Pick up the piece about a week in Siem Reap after its final sentence and keep writing it.

- _Text block_
--- start ---
Culture and Comfort in Cambodia: A week in Siem Reap

Find out how to spend a week in Siem Reap, discovering the unique culture of Cambodia

Angkor Wat in Cambodia

This guest post is written by Katie Campion from My Sweet Home Life. Her blog helps you create a joy filled life with a well-organised home, fulfilling relationships, and optimal physical health and mental well-being.

Having children young (I was 19 and 23 respectively) meant travel was not on my horizon for many years. I simply could not afford it. By the time I started travelling, the thought of backpacking, shared hostels, and street food had no appeal at all.

My theory is I like where I am travelling to be at least as nice as my own home (unless I’m camping – but that’s another experience altogether).

Added to this is a husband who likes to relax and enjoy his holidays. We both work super hard and so over the years, we have worked out that stuffing our breaks full of activities simply doesn’t work for us. A combination of doing things and having time to relax is king.

I was very much aware of this as I planned our recent vacation to Siem Reap in Cambodia.

Having visited Cambodia myself back in 2007, I knew I wanted to share the beauty and history of the Cambodian temples with my husband. However, I also knew that the weather would be hot and humid, and wondered if previous issues with beggars and the lack of toilet paper and hand-washing facilities would still be in existence some twelve years later.

I was determined to create a holiday experience that would incorporate culture AND comfort. This way our trip would be something we both would enjoy and treasure the memories of for years to come.

If you too prefer your travel to be more luxury than roughing it, then this guide of what to do and where to stay during a week in Siem Reap will tick all your boxes!

Kate and her husband at Angkor Watt

Choose 5 Star Accommodation

Unlike most of the rest of this guide, this was advice that I didn’t follow. Instead I opted for a four star option that when bundled with our flights essentially cost us nothing.

This seemed like a poor choice at the beginning.

There was a miscommunication with our hotel and no driver arrived to pick us up. We paced around the arrivals area for 45 minutes. Sensing our distress, one of the locals offered to ring the hotline on our itinerary.

The hotline said no such number.

At this point, over 24 hours since we had left our home, tired, dirty, and just a little overwhelmed, I was wondering if our hotel even existed. After waiting a further fifteen minutes, we paid $10 USD to get a taxi to said hotel. That taxi ended up costing us $20 as the man running the taxi booth at the airport “forgot” to give us our change.

The taxi turned off the main road on to a dirt track…. and then another.. and then another… Those fears that we had been scammed were on high alert!
--- end ---
- _Rows from a box labeling dataset_
--- start ---
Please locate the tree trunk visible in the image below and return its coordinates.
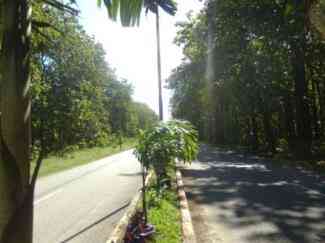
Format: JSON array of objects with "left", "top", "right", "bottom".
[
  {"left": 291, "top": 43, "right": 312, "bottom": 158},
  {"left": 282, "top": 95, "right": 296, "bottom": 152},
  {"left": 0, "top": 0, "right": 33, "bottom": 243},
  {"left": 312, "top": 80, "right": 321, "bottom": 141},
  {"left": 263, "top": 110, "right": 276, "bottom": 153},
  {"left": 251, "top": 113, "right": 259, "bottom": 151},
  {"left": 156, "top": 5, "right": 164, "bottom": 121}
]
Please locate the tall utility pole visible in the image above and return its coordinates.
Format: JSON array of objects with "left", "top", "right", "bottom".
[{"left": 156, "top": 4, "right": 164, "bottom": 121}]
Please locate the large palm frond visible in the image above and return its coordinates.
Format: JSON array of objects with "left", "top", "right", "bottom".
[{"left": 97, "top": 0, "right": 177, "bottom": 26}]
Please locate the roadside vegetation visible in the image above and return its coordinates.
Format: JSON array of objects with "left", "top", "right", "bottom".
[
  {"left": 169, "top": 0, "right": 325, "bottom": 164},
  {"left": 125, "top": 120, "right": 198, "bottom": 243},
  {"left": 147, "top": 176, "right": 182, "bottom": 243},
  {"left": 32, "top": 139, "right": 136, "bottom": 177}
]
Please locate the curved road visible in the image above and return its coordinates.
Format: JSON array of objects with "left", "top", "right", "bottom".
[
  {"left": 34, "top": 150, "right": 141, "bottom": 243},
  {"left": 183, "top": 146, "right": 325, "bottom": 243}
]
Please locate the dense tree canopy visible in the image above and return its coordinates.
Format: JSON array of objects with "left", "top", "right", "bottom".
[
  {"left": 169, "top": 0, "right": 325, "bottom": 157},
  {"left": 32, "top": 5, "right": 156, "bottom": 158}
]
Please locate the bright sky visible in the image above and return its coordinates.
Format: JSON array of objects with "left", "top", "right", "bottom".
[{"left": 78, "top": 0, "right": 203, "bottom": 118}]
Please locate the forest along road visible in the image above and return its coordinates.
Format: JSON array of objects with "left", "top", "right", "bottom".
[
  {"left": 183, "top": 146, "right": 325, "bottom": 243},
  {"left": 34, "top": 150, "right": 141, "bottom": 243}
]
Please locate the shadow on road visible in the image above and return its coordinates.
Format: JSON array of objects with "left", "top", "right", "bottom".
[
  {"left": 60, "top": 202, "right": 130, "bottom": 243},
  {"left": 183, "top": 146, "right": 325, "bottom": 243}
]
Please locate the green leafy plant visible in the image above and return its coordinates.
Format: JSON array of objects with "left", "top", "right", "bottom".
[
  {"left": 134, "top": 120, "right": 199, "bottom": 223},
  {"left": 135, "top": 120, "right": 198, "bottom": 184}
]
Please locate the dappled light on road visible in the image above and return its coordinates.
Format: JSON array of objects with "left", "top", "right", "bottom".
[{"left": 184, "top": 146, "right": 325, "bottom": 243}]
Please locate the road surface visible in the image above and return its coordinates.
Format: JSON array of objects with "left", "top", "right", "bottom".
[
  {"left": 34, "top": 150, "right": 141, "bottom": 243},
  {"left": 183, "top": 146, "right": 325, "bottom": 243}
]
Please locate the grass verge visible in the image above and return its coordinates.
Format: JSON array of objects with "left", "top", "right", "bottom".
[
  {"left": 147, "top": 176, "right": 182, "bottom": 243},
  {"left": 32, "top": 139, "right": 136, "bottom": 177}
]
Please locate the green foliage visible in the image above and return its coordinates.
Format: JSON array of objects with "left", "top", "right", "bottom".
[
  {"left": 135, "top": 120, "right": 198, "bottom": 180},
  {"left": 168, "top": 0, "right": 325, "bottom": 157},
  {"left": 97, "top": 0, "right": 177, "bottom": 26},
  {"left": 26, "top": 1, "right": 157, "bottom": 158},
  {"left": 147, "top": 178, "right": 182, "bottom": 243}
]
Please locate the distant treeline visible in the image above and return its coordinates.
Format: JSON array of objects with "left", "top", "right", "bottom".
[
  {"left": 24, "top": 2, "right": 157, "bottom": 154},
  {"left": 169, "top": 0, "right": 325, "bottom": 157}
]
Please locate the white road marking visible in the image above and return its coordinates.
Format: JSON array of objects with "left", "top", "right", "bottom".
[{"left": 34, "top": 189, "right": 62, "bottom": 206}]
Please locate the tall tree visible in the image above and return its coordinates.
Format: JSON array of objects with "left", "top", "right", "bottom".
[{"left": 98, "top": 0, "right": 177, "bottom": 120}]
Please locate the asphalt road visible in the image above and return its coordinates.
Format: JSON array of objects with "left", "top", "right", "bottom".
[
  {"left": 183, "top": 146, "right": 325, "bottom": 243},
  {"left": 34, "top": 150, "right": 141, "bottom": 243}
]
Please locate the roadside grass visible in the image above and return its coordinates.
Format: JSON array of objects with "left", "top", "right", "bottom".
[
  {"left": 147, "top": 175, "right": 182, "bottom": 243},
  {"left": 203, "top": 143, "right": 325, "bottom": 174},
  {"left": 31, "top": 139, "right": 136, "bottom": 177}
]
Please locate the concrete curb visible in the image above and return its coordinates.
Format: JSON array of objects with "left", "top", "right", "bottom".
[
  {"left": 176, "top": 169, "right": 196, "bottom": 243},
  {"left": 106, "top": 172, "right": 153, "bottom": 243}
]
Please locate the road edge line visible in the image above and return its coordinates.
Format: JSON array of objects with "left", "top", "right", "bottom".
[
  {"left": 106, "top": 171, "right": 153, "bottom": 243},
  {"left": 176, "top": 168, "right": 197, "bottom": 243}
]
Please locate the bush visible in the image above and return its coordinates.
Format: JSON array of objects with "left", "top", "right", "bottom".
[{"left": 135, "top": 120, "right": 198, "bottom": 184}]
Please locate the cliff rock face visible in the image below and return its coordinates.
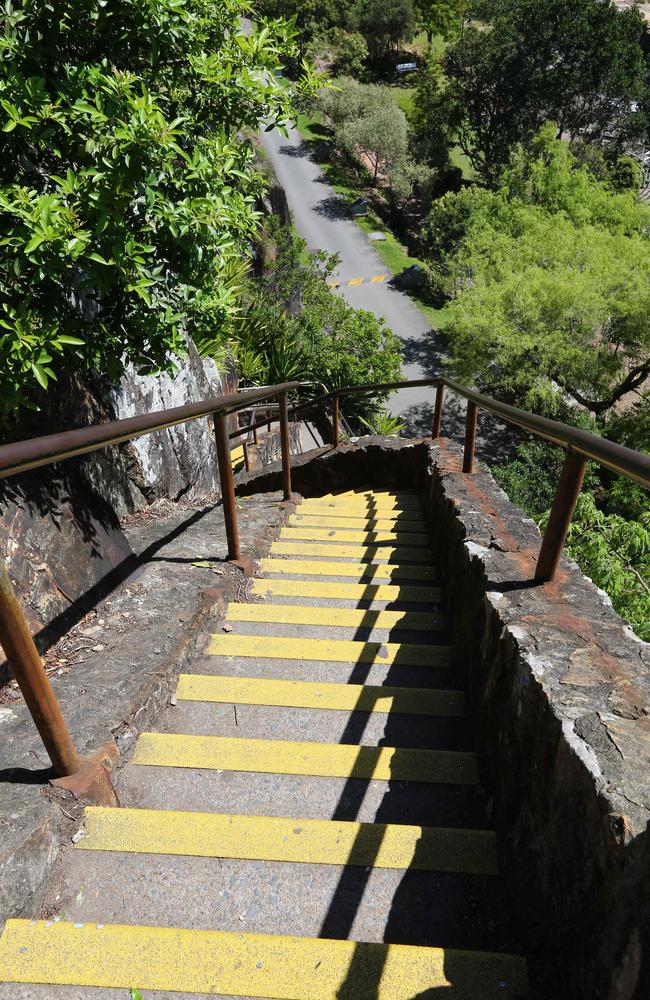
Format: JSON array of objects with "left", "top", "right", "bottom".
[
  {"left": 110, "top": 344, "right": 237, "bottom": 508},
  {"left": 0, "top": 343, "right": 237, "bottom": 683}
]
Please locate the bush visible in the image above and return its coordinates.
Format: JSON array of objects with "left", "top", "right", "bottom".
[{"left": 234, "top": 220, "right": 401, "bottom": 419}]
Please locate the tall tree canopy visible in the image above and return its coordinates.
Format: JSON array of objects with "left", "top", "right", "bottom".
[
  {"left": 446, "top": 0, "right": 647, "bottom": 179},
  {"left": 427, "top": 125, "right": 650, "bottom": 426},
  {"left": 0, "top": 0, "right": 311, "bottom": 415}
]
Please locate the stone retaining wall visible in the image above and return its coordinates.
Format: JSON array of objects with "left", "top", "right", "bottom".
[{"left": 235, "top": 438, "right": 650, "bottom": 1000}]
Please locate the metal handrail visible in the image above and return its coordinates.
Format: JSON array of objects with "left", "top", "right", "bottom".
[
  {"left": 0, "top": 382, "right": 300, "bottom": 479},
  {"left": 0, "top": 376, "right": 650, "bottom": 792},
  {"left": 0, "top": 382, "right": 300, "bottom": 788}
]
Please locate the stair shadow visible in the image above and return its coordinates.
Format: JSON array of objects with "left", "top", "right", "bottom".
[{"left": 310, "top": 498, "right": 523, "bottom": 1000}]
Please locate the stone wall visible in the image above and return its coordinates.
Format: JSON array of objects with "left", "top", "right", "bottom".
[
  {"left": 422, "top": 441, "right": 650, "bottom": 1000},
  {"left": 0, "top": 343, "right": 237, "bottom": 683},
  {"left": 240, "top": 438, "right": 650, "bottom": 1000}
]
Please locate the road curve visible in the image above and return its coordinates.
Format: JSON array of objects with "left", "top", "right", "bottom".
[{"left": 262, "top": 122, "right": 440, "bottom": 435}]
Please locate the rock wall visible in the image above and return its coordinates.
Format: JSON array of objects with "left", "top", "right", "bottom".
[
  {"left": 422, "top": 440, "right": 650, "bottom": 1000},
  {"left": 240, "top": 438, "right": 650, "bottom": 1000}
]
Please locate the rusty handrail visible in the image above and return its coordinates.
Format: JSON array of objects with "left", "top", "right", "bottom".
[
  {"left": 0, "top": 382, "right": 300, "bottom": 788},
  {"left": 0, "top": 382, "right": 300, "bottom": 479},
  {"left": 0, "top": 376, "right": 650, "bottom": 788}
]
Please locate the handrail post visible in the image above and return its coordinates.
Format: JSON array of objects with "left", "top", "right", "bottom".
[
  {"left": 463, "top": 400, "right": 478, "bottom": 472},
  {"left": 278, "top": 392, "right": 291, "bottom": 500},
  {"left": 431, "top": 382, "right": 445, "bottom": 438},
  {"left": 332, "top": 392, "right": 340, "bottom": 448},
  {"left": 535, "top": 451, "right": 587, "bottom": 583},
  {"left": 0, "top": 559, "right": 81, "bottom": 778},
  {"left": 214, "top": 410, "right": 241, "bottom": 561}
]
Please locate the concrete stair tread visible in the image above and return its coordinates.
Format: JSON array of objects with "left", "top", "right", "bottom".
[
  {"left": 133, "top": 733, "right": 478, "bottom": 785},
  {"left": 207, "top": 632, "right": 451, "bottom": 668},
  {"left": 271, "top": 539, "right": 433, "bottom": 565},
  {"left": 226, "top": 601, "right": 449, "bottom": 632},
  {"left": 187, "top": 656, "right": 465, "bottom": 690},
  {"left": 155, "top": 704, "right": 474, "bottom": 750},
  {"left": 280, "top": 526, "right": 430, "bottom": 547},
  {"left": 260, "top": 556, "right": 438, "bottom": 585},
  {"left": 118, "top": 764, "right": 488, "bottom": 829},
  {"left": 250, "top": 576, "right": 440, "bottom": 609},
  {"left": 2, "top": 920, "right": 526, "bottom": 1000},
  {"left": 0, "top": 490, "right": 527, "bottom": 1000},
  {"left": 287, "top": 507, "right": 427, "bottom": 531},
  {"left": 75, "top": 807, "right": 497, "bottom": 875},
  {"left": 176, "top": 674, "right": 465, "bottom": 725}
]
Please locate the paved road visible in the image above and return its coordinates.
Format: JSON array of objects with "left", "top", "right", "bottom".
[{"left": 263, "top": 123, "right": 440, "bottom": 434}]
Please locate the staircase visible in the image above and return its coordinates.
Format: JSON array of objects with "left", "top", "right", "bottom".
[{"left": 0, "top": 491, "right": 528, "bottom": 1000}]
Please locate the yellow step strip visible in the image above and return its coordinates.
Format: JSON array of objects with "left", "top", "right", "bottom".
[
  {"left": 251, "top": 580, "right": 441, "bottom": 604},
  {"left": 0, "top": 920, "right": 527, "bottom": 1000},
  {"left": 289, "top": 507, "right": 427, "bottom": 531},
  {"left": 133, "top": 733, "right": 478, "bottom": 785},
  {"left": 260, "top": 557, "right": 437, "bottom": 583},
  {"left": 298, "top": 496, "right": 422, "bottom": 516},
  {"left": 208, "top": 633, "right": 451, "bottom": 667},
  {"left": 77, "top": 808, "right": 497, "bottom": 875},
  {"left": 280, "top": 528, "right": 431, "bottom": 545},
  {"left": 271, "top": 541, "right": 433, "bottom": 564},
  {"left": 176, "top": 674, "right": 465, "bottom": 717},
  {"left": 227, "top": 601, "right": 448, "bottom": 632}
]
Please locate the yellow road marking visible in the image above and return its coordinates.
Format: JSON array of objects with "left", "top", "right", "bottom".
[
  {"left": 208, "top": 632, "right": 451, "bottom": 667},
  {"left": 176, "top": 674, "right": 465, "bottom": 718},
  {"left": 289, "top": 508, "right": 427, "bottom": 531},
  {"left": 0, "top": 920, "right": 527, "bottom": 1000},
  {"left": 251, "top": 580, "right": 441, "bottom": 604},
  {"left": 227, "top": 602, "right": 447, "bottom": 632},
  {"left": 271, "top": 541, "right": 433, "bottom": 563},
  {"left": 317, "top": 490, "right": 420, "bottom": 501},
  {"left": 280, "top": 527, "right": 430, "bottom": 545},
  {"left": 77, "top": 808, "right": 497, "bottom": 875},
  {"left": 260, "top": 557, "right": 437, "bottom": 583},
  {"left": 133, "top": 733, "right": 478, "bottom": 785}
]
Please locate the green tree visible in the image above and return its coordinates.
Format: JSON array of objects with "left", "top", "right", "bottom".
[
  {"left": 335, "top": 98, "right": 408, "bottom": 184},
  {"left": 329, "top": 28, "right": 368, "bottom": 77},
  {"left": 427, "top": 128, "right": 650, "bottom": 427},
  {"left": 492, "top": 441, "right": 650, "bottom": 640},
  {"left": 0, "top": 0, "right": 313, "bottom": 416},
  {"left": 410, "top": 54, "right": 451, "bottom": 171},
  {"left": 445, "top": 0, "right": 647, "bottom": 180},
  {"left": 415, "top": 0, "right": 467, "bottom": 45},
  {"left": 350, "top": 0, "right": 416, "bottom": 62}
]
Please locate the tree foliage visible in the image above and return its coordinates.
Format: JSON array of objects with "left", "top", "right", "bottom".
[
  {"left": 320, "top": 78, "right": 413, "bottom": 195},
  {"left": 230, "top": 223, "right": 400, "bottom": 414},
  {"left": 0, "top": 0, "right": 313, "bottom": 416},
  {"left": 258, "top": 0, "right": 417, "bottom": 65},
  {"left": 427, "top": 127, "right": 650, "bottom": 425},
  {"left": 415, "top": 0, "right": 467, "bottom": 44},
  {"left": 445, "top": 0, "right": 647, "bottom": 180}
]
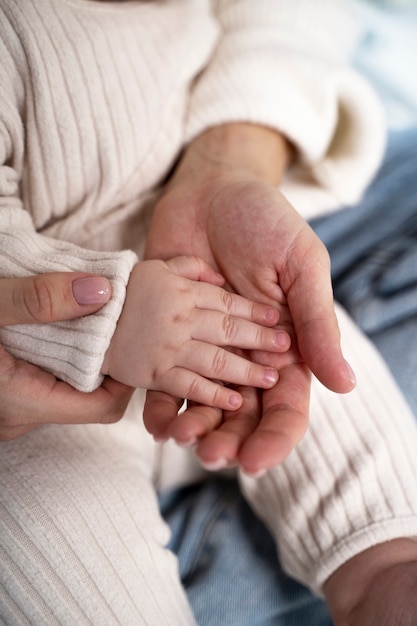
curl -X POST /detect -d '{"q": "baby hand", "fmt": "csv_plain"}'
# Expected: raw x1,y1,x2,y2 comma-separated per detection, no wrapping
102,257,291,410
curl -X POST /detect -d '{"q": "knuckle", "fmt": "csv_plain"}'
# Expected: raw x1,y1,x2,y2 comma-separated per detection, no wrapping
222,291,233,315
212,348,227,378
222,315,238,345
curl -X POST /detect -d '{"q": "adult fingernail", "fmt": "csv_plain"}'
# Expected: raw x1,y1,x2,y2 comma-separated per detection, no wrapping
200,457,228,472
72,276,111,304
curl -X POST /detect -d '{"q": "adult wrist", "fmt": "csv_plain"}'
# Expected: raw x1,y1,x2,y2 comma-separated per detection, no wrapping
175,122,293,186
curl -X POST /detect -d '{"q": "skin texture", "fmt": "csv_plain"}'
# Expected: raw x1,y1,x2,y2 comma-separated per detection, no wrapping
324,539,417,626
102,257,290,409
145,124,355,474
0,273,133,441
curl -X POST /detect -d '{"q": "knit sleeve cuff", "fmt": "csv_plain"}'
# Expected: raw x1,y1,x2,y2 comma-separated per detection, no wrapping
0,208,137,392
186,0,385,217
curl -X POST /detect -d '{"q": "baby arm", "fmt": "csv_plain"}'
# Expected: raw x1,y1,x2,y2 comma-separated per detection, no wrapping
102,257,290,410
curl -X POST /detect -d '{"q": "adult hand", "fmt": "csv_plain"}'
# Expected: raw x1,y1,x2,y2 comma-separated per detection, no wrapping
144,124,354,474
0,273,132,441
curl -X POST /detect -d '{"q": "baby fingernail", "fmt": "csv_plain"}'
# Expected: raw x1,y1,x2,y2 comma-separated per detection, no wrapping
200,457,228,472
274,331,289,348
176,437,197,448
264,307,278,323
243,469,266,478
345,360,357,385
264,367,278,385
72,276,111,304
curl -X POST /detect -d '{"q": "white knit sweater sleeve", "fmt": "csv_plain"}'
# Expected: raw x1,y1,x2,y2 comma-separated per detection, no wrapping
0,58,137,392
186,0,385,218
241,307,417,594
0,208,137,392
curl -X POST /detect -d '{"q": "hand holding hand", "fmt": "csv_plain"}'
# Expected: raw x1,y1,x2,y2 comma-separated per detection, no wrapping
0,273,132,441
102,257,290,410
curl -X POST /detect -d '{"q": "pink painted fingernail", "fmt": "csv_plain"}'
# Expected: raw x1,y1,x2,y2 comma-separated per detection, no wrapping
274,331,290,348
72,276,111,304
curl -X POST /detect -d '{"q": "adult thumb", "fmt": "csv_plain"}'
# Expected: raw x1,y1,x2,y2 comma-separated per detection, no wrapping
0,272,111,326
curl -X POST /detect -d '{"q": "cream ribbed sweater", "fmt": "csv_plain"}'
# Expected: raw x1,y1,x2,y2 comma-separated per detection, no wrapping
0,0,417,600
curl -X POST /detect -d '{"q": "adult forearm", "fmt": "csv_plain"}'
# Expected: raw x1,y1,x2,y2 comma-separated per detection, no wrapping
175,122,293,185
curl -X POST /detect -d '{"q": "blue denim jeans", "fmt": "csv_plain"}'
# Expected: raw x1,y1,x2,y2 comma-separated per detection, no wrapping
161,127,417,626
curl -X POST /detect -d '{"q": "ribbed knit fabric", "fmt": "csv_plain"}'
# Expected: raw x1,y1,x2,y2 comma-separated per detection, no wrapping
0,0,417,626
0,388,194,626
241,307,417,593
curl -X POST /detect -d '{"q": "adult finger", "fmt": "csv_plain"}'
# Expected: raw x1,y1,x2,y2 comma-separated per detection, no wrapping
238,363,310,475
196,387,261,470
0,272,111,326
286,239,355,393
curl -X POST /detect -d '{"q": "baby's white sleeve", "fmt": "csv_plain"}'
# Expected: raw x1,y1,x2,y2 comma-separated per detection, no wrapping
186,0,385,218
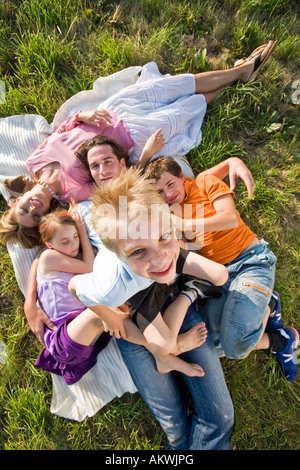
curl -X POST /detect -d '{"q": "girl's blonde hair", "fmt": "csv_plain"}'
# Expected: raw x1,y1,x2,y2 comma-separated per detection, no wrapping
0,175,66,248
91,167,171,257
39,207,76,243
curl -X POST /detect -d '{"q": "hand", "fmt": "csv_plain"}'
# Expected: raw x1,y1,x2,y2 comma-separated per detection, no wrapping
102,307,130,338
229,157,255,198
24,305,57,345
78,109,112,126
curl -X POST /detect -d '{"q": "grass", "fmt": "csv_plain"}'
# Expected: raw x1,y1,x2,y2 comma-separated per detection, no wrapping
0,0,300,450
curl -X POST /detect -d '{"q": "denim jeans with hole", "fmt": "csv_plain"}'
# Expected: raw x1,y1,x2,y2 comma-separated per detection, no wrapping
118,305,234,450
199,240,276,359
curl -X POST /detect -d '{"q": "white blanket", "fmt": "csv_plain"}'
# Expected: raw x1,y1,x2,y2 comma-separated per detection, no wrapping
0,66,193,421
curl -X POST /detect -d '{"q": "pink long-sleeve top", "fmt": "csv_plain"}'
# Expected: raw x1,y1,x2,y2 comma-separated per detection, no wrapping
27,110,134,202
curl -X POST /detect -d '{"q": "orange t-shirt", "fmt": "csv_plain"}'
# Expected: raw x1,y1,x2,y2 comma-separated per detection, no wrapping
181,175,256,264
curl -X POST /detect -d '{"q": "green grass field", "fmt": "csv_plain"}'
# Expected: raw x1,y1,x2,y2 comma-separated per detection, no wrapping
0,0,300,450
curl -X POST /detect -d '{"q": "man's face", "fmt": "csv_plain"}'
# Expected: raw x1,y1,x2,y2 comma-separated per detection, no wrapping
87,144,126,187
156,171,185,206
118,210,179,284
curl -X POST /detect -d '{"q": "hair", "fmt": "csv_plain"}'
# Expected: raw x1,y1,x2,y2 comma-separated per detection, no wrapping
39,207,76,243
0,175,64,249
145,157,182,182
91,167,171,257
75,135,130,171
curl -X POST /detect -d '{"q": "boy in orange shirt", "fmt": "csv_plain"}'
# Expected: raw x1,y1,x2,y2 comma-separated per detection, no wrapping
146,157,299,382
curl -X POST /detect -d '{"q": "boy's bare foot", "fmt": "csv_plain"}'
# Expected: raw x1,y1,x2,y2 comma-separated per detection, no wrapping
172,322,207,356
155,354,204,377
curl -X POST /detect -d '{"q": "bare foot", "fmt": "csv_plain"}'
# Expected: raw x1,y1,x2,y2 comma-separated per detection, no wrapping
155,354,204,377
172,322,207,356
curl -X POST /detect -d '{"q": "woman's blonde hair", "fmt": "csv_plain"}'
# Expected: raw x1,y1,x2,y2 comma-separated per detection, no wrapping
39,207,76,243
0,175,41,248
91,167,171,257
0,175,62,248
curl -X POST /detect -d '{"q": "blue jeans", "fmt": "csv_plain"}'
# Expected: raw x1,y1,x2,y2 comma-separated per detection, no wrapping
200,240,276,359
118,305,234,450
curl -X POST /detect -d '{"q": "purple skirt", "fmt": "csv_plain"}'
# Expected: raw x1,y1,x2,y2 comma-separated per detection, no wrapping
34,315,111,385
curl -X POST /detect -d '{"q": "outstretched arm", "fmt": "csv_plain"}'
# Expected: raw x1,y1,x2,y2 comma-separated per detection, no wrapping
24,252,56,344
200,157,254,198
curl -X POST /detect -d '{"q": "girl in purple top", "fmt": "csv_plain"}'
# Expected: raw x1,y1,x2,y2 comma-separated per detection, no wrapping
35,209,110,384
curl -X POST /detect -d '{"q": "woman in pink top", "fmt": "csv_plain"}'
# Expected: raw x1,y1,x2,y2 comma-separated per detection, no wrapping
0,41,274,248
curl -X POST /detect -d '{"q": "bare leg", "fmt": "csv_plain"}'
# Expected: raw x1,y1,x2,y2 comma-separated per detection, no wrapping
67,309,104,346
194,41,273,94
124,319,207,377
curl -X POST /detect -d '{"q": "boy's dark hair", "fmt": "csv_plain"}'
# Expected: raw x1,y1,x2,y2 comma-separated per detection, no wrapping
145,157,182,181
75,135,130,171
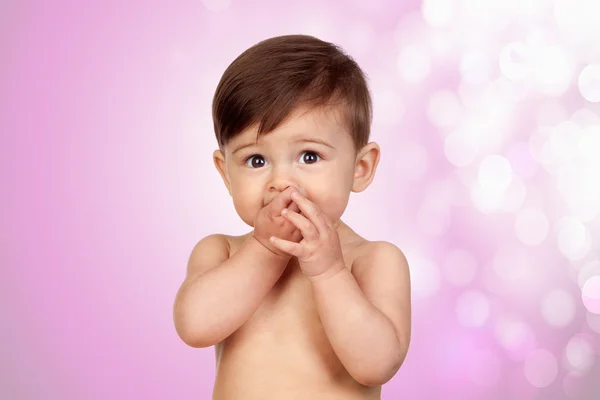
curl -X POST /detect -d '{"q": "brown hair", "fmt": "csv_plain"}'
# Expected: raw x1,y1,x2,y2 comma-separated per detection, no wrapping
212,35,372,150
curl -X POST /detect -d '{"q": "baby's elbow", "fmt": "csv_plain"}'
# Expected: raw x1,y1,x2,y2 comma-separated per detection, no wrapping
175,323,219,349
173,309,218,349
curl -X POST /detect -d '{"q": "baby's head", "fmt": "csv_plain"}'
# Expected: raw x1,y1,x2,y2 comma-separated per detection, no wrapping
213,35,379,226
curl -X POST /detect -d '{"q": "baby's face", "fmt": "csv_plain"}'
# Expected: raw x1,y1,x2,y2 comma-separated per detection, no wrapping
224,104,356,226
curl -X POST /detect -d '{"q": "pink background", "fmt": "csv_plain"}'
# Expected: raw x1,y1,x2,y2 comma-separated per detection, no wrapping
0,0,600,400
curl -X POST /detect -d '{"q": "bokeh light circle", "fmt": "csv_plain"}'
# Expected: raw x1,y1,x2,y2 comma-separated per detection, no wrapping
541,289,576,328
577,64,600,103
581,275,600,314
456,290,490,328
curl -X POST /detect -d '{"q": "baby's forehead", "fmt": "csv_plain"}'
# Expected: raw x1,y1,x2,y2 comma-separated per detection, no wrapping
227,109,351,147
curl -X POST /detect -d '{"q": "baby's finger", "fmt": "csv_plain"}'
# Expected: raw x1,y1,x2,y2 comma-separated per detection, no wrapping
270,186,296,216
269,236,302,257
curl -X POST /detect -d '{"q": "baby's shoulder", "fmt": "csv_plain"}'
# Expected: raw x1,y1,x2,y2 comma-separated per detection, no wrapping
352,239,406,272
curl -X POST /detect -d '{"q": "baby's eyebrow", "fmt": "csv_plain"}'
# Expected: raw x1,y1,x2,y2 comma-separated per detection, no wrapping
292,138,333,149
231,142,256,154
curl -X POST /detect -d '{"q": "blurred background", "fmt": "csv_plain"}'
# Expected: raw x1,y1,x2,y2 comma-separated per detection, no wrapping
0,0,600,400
--- end ---
- _Final result_
When we pulled up in front of the out-of-the-way Angkor Elysium Suite, which very much did exist, I almost cried.

Our stay at the Angkor Elysium

The Angkor Elysium is some 20 minutes by tuk tuk from central Siem Reap.

Built only three years before our visit, to me the hotel epitomised the contradictions of Cambodia. It looked as though it could be much older with the pool base in desperate need of a repaint, wonky lines with poor finishing, and plugs that didn’t work.

But despite the aesthetics, the pool was one of the highlights of the holiday and we spent two to three hours in there most mornings after a leisurely buffet breakfast.

The slightly cheaper accommodation brought with it an interesting array of guests. These were often men on their own, men with large age gaps between them and their partners, or European men looking like their Asian woman friend was a recent find. People watching became an entertaining way to spend the morning.

Despite this interesting clientele, the people who worked at Angkor Elysium were incredibly helpful, friendly and genuine. Nothing was too much trouble. This was exemplified by reception manager Alex getting in the shuttle with us on our return to the airport, presenting us with scarves, and taking a few pics for posterity before we left.

We felt our choice of accommodation really gave us a more realistic view of the realities of Cambodia.

However if this isn’t your style, I would opt for the Sokkhak Boutique Resort, based on my quality experience with its sister restaurant and wellness centre. It’s still very reasonably priced, and comes with excellent reviews.

Other options for quality accommodation include The Golden Temple Residence, The Park Hyatt Siem Reap or The Privilege Floor by Borei Angkor.

Ultimately, while some people are just looking for a base for their holiday, I believe comfortable, quality accommodation is an essential part of travel. Quality sleep, environs and food make everything else so much better!

Giant stone face in the Prasat Bayon Temple, Cambodia

Take a one day sunrise temple tour

The temples are the prime draw card to Siem Reap, with over a million people visiting them every year, and rightly so.

Angkor is a World Heritage Site and Angkor Wat in particular will take your breath. Its sheer scale will amaze you, along with the intricate bas-relief stretching along the lower gallery walls, and beauty of the countryside framed by the large windows.

Choosing which temples to visit can be an overwhelming exercise. And the reality is that once you have been looking at them for anything over six to eight hours, tiredness and heat exhaustion can start to detract from the experience.

To minimise this impact, my advice is to select one of the sunrise tours. This enables you to enjoy the temples a) before it gets too hot and b) while you’re still fresh.

Angkor Wat

Our day began at 4.40am, armed with a packed breakfast from the hotel. We were taken in an air conditioned van to purchase our temple pass.

If you are able, I recommend buying it the night before (after 5pm) so you can avoid the queues as getting from the centre to Angkor Wat itself does take some time. If you’re in a large group, you don’t want to be the one holding everyone up.

The temples are what to me exemplified the contradictions of Cambodia that I mentioned above.

As I stood high up in Angkor Wat, looking over to the entrance, everything in perfect alignment, I was struck by the precision involved. The mind boggles to think of how such a monument could have been constructed. Indeed it took some 20 years for Angkor Wat to be completed.

Our guide explained how the stone used was mined some 30 km away. Rivers were dammed up so that when the dam was released, the force of the water helped propel the barges carrying the stone downstream in a series of canals.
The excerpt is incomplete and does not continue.